:: SELECTED PASSAGE ::
══════════

Fabric of Their Lives
There's a new exhibition of works by the quilters of Gee's Bend, Alabama, whose lives have been transformed by worldwide acclaim for their artistry.
- By Amei Wallach
- Smithsonian magazine, October 2006, Subscribe
(Page 3 of 4)
Pettway remembered that her friends and neighbors foraged for berries, hunted possum and squirrels, and mostly went hungry that winter until a boat with flour and meal sent by the Red Cross arrived in early 1933. The following year, the Federal Emergency Relief Administration provided small loans for seed, fertilizer, tools and livestock. Then, in 1937, the government's Resettlement Administration (later the Farm Security Administration) bought up 10,000 Gee's Bend acres and sold them as tiny farms to local families.

══════════

:: DATA SECTION ::
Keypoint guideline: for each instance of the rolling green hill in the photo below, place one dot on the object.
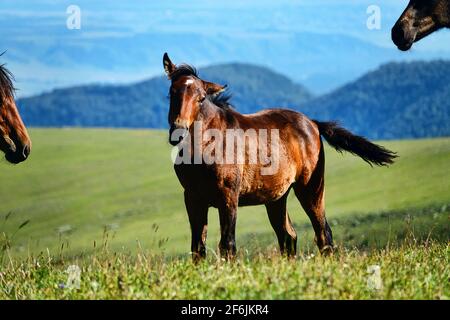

══════════

:: PROBLEM SET ::
1) Decide whether each statement agrees with the Gee's Bend article, answering yes or no and quoting the words of the article that settle it: (a) A Red Cross boat carrying flour and meal arrived in early 1933. (b) The Resettlement Administration bought up Gee's Bend acres in 1935. (c) The Federal Emergency Relief Administration gave small loans for seed, fertilizer, tools and livestock.
2) Write what comes next in the Gee's Bend article, picking up after its final sentence.
The data has no part in this work.

:: EXPECTED ANSWERS ::
1)
(a) Yes: "until a boat with flour and meal sent by the Red Cross arrived in early 1933."
(b) No: "Then, in 1937, the government's Resettlement Administration (later the Farm Security Administration) bought up 10,000 Gee's Bend acres."
(c) Yes: "the Federal Emergency Relief Administration provided small loans for seed, fertilizer, tools and livestock."

2)
In 1941, when Pettway was in her late teens, her father died. "Mama said, 'I'm going to take his work clothes, shape them into a quilt to remember him, and cover up under it for love.'" There were hardly enough pants legs and shirttails to make up a quilt, but she managed. (That quilt—jostling rectangles of faded gray, white, blue and red—is included in the first exhibition.) A year later, Arlonzia married Bizzell Pettway and moved into one of the new houses built by the government. They had 12 children, but no electricity until 1964 and no running water until 1974. A widow for more than 30 years, Arlonzia still lives in that same house. Her mother, Missouri, who lived until 1981, made a quilt she called "Path Through the Woods" after the 1960s freedom marches. A quilt that Pettway pieced together during that period, "Chinese Coins", is a medley of pinks and purples—a friend had given her purple scraps from a clothing factory in a nearby town.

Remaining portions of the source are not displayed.